DATA SHOWN.
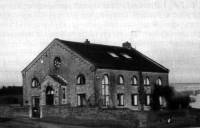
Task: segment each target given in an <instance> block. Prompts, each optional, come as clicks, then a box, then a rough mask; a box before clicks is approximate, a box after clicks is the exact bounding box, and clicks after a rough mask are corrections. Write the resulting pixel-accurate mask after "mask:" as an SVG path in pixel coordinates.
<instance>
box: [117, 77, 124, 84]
mask: <svg viewBox="0 0 200 128" xmlns="http://www.w3.org/2000/svg"><path fill="white" fill-rule="evenodd" d="M117 84H119V85H123V84H124V78H123V76H122V75H119V76H117Z"/></svg>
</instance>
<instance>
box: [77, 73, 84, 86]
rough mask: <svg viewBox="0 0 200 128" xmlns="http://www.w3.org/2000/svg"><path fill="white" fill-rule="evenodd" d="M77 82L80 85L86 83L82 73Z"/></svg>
mask: <svg viewBox="0 0 200 128" xmlns="http://www.w3.org/2000/svg"><path fill="white" fill-rule="evenodd" d="M77 84H79V85H82V84H85V77H84V76H83V75H82V74H80V75H78V77H77Z"/></svg>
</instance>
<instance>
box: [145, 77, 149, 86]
mask: <svg viewBox="0 0 200 128" xmlns="http://www.w3.org/2000/svg"><path fill="white" fill-rule="evenodd" d="M144 85H149V77H146V78H145V79H144Z"/></svg>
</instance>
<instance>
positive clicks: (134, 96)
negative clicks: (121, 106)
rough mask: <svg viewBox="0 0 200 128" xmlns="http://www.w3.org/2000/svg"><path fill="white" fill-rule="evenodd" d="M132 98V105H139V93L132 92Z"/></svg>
mask: <svg viewBox="0 0 200 128" xmlns="http://www.w3.org/2000/svg"><path fill="white" fill-rule="evenodd" d="M131 99H132V106H137V105H138V95H137V94H132V96H131Z"/></svg>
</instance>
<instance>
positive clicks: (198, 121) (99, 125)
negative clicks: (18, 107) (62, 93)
mask: <svg viewBox="0 0 200 128" xmlns="http://www.w3.org/2000/svg"><path fill="white" fill-rule="evenodd" d="M36 121H39V122H45V123H53V124H60V125H74V126H87V127H107V128H137V127H138V126H137V124H136V123H134V122H130V121H123V120H122V121H119V120H118V121H114V120H88V119H76V118H61V117H45V118H42V119H36ZM182 127H200V120H197V118H196V117H190V118H186V117H184V118H172V120H171V123H170V124H167V122H166V121H161V122H156V123H149V124H147V127H146V128H182Z"/></svg>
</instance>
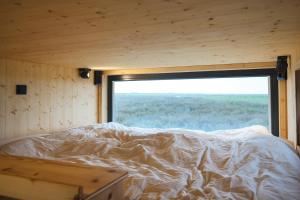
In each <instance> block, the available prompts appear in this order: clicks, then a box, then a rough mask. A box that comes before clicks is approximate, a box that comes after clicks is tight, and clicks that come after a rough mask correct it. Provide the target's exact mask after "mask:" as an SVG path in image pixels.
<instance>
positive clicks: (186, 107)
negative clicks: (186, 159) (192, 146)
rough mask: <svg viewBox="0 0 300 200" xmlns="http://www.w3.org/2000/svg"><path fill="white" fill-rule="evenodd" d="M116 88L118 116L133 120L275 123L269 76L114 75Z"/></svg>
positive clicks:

TASK TO COMPLETE.
Render all entries verbatim, excluding any pictures they hold.

EXERCISE RESULT.
Task: segment each target given in an <instance> block. Prompts, each optional, come as clicks, then a box, then a rough mask; a box before clicks is approximate, a box after clicks is the exact bounding box, and clicks after a rough mask are corrections. Write the resulting pixel-accurate mask after "mask:" as an SVG path in pixel coordinates.
<instance>
box: [117, 77, 124, 84]
mask: <svg viewBox="0 0 200 128" xmlns="http://www.w3.org/2000/svg"><path fill="white" fill-rule="evenodd" d="M117 84H119V85H123V84H124V78H123V76H122V75H119V76H117Z"/></svg>
</instance>
<instance>
box: [77, 73, 84, 86]
rough mask: <svg viewBox="0 0 200 128" xmlns="http://www.w3.org/2000/svg"><path fill="white" fill-rule="evenodd" d="M77 82L80 85L86 83L82 73Z"/></svg>
mask: <svg viewBox="0 0 200 128" xmlns="http://www.w3.org/2000/svg"><path fill="white" fill-rule="evenodd" d="M77 84H79V85H82V84H85V77H84V76H83V75H82V74H80V75H78V77H77Z"/></svg>
</instance>
<instance>
box: [145, 77, 149, 86]
mask: <svg viewBox="0 0 200 128" xmlns="http://www.w3.org/2000/svg"><path fill="white" fill-rule="evenodd" d="M144 85H149V77H146V78H145V79H144Z"/></svg>
</instance>
<instance>
positive clicks: (134, 96)
negative clicks: (121, 106)
rough mask: <svg viewBox="0 0 200 128" xmlns="http://www.w3.org/2000/svg"><path fill="white" fill-rule="evenodd" d="M132 98V105H139V93L132 92Z"/></svg>
mask: <svg viewBox="0 0 200 128" xmlns="http://www.w3.org/2000/svg"><path fill="white" fill-rule="evenodd" d="M131 99H132V106H137V105H138V95H137V94H132V96H131Z"/></svg>
</instance>
<instance>
positive clicks: (198, 121) (99, 125)
negative clicks: (18, 107) (62, 93)
mask: <svg viewBox="0 0 200 128" xmlns="http://www.w3.org/2000/svg"><path fill="white" fill-rule="evenodd" d="M36 121H39V122H45V123H53V124H60V125H74V126H87V127H107V128H137V127H138V126H137V124H136V123H134V122H130V121H123V120H122V121H119V120H118V121H114V120H88V119H76V118H61V117H45V118H42V119H36ZM182 127H200V120H197V118H196V117H190V118H186V117H184V118H172V120H171V123H170V124H167V122H166V121H161V122H156V123H149V124H147V127H146V128H182Z"/></svg>
</instance>
In each <instance> block, the available prompts appear in this order: clicks, then a box, then a rough mask. A box that comes before clicks is approximate, a box that comes after clicks is tight, and clicks that come after a rough mask correct it. Provide the target's exact mask after "mask:" as an SVG path in image pixels.
<instance>
positive clicks: (186, 107)
negative clicks: (186, 159) (192, 146)
rough mask: <svg viewBox="0 0 300 200" xmlns="http://www.w3.org/2000/svg"><path fill="white" fill-rule="evenodd" d="M116 88L118 116L133 120L275 123L269 76L114 75Z"/></svg>
positive clicks:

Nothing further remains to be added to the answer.